*Text provided*
◆ ◆ ◆ ◆ ◆

Having a proactive, singular AI algorithm applied to all data on the network is a predictive approach that alerts analysts before an attack occurs.

If they’ve reached the endpoint, it’s already over. A security system’s job should be to ensure they never get that far. Although third-wave AI is not endpoint focused, it is capable of finding an intruder long before it could ever possibly reach the endpoint, which makes it so brilliant at preventing ransomware hacks.

Third-Wave AI is predictive in nature because it knows what the network should look like at all times. As soon as the network is disturbed, the AI reports it as an anomaly and the security team is alerted, all this occurring long before the endpoint is breached.

Once the attacker reaches the endpoint the encryption can happen in seconds.

When it’s a new attack that no one has ever seen before, there is no way reactive security solutions can protect against it. The only way to stop an attack no one has seen previously is to catch it on the network before it reaches the endpoint, and the only way to do that is to employ a predictive third-wave AI system which is capable of flagging anomalies (even never before seen ones) as they arrive.

◆ ◆ ◆ ◆ ◆

*Work request A*
In the passage on third-wave AI and ransomware, list every distinct describing word the text places in front of the AI within the same phrase, such as in "AI algorithm" or "AI system."
*Work request B*
According to the passage on third-wave AI and ransomware, why is third-wave AI predictive in nature?
*Work request C*
Pick up the passage on third-wave AI and ransomware after its final sentence and keep writing in the same voice.

◆ ◆ ◆ ◆ ◆

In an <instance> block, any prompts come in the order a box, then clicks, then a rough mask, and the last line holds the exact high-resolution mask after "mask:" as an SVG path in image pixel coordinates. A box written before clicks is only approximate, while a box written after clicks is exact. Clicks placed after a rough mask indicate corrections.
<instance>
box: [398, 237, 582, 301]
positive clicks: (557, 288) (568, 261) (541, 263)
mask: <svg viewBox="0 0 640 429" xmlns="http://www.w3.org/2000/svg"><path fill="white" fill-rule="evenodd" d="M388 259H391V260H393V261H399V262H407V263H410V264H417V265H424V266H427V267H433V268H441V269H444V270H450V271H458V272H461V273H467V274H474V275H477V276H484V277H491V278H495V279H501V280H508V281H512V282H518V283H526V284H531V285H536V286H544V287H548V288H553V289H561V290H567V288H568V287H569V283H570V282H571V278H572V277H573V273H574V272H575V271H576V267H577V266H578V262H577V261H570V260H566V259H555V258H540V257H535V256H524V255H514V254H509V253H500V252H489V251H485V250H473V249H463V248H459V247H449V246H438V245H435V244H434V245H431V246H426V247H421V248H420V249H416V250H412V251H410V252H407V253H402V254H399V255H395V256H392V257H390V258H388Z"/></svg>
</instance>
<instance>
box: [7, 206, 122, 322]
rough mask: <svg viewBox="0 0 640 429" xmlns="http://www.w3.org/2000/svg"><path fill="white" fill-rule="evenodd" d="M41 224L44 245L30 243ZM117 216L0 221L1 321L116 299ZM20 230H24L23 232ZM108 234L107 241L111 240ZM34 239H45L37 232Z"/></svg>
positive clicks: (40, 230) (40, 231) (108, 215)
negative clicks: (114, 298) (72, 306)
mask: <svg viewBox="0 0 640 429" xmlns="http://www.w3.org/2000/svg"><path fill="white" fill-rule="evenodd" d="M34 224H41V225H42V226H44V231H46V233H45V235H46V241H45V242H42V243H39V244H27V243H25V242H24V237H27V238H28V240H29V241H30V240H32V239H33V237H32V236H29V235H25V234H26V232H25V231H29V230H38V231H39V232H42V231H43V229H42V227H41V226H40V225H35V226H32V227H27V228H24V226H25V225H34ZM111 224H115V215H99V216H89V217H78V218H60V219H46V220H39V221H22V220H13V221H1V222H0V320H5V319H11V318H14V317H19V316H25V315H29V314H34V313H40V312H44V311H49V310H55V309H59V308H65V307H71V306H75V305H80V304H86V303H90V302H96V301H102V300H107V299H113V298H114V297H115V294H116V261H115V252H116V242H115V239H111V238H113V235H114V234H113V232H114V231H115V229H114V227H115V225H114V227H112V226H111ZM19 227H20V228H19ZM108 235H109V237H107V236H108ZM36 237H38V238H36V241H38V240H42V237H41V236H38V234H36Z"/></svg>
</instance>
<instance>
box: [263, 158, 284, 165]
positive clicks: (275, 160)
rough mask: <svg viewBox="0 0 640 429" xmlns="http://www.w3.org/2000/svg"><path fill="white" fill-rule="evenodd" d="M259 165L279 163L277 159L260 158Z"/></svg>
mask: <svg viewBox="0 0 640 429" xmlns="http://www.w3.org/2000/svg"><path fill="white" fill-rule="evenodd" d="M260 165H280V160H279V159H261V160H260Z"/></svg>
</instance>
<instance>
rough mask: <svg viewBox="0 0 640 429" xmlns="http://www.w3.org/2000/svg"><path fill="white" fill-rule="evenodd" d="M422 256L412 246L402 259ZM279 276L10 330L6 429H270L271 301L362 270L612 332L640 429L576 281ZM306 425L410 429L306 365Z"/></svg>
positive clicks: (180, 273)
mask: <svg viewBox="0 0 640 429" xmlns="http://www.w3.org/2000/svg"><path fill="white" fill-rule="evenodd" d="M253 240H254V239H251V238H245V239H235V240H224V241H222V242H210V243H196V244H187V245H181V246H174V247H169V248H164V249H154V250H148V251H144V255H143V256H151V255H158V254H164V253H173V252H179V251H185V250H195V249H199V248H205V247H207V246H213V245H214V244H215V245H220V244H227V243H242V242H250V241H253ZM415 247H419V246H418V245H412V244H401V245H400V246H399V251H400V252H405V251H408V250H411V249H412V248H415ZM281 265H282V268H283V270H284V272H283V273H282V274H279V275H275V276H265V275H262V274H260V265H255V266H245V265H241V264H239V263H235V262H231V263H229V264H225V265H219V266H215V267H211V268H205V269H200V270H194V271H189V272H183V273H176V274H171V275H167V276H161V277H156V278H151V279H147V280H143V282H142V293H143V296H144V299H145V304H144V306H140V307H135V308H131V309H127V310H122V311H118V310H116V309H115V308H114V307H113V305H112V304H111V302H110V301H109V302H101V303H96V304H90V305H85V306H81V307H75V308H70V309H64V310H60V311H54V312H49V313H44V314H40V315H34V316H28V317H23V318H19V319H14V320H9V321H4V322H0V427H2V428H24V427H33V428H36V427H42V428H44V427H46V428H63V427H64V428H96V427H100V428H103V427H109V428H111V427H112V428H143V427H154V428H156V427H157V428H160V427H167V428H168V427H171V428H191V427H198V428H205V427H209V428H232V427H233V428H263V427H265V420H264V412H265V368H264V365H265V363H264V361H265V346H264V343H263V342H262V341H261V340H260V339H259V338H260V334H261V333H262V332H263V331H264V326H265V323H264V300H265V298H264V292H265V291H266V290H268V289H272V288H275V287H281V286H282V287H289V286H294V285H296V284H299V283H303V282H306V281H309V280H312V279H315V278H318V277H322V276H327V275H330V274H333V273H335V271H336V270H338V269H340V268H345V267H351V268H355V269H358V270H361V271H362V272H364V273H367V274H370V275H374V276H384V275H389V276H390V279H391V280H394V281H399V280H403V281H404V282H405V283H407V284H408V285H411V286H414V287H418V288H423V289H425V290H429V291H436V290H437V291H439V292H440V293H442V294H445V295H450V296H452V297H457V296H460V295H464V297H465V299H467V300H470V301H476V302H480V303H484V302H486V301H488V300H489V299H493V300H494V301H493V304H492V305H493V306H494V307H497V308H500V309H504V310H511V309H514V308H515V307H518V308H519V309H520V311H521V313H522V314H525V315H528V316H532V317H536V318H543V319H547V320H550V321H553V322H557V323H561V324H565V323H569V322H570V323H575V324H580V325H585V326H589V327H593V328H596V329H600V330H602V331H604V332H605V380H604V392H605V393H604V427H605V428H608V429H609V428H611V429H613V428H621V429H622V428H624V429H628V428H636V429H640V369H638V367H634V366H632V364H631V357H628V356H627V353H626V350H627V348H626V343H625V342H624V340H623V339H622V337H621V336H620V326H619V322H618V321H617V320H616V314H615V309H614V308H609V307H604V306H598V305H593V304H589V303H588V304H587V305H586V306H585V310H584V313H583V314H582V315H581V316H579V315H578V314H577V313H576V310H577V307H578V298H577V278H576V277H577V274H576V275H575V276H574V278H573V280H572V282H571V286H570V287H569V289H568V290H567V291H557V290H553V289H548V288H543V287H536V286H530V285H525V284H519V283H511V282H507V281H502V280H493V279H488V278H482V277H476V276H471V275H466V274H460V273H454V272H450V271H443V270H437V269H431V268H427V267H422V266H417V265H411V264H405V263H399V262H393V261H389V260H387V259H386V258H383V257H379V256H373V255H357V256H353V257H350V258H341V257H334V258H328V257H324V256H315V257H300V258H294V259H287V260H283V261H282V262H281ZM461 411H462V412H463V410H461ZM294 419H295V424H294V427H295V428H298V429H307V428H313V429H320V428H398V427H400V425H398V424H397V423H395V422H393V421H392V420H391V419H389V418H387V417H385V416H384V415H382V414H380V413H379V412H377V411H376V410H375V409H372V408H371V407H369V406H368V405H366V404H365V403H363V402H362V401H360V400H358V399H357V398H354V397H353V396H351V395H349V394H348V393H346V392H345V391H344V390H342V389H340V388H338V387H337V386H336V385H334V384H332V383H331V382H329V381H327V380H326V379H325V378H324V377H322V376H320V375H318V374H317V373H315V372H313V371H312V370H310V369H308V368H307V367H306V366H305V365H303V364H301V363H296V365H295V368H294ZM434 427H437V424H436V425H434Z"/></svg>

◆ ◆ ◆ ◆ ◆

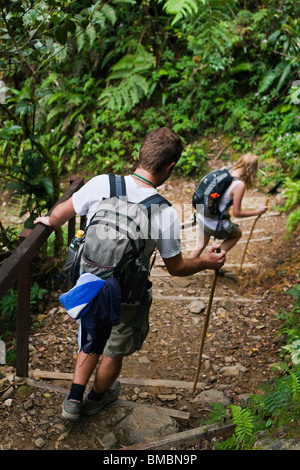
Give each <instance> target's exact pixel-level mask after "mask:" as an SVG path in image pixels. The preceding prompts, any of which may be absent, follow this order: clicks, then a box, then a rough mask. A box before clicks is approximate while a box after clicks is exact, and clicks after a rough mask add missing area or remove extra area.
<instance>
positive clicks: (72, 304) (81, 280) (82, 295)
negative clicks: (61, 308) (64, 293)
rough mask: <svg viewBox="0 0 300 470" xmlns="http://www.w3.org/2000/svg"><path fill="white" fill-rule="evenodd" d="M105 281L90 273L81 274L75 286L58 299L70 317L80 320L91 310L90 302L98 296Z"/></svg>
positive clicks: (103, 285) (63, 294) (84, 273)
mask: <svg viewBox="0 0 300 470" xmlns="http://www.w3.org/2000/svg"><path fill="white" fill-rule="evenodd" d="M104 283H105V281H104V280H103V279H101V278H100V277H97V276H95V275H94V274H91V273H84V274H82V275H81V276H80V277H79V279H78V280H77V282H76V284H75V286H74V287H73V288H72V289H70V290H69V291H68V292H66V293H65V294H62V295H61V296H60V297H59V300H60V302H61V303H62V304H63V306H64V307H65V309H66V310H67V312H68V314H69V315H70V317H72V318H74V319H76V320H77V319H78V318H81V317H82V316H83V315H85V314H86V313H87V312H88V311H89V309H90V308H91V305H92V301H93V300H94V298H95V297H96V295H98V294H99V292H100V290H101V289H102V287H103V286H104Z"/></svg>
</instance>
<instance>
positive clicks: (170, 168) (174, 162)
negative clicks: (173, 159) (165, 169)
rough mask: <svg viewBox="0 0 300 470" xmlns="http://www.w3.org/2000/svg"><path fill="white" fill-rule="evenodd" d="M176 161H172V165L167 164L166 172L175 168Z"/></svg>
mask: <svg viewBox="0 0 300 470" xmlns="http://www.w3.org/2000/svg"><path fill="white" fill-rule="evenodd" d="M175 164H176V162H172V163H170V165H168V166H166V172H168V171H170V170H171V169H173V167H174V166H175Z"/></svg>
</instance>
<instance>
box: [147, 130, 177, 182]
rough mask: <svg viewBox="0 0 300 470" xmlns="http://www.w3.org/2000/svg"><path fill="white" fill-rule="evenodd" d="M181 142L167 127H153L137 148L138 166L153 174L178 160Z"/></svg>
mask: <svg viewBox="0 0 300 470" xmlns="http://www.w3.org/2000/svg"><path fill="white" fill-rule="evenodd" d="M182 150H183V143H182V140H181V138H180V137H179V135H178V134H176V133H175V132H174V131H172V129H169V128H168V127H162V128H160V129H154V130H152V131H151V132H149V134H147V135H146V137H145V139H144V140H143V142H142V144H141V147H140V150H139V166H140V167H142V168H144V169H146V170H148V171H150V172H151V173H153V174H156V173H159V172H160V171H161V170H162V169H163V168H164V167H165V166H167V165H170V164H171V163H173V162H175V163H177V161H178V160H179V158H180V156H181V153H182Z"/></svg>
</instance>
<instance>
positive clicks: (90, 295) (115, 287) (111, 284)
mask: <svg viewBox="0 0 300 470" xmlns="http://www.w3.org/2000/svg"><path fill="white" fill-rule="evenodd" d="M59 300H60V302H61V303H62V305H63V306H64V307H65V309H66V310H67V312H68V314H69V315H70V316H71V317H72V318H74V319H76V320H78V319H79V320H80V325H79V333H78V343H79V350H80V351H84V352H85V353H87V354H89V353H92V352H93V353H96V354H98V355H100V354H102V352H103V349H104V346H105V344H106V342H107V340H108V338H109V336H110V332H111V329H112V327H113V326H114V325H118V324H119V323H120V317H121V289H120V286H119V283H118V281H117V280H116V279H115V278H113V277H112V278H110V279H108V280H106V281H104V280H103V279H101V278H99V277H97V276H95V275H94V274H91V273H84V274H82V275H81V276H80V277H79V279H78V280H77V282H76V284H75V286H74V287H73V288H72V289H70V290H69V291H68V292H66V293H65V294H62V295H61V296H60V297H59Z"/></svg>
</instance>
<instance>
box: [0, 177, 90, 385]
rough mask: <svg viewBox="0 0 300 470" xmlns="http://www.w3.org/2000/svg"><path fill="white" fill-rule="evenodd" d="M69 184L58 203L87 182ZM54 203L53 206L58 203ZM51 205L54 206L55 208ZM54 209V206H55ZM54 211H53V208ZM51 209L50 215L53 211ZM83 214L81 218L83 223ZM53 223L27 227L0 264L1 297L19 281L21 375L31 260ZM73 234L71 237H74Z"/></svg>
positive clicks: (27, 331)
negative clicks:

◆ ◆ ◆ ◆ ◆

*Result A*
proactive, singular, third-wave, predictive

*Result B*
Third-wave AI is predictive because it knows what the network should look like at all times. When the network is disturbed, it reports the disturbance as an anomaly and alerts the security team, long before the endpoint is breached.

*Result C*
Attackers have a variety of ways of entering the endpoint, so writing rules to try and prevent this is useless as there are infinite ways to try and attack, and that is exactly what hackers try to exploit with GANs.

GANs (Generative Adversarial Networks)

The way most GANs work is by creating one type of attack after another in rapid succession. It will basically test the network to try and infiltrate and learn what it doesn’t like in order to create something close enough to enter and allow the hackers to wreak havoc.

First and second-wave AI security often cannot handle the sheer amount of different attacks and can falter, causing irreparable damages to a company’s data security.

A generative third-wave AI system is built to deflect exactly this. It will catch each anomaly as it comes and no matter what form it shapeshifts into. It will still be considered an anomaly and flagged by a third-wave AI system for disrupting the enterprise’s network.

There is no way for these primitive based methods to effectively protect against an attack when they don’t know what it is supposed to look like, which makes them useless when it comes to GANs.

Man in the Middle Attacks

A Man in the Middle Attack is when an attacker secretly relays and possibly alters the communications between two parties who believe that they are directly communicating with each other.

First and second-wave AI have a difficult time catching this type of attack because the victim will continue to see network traffic behaving normally, while the hacker is in actuality redirecting traffic from the victim’s IP to the machine that they have infiltrated.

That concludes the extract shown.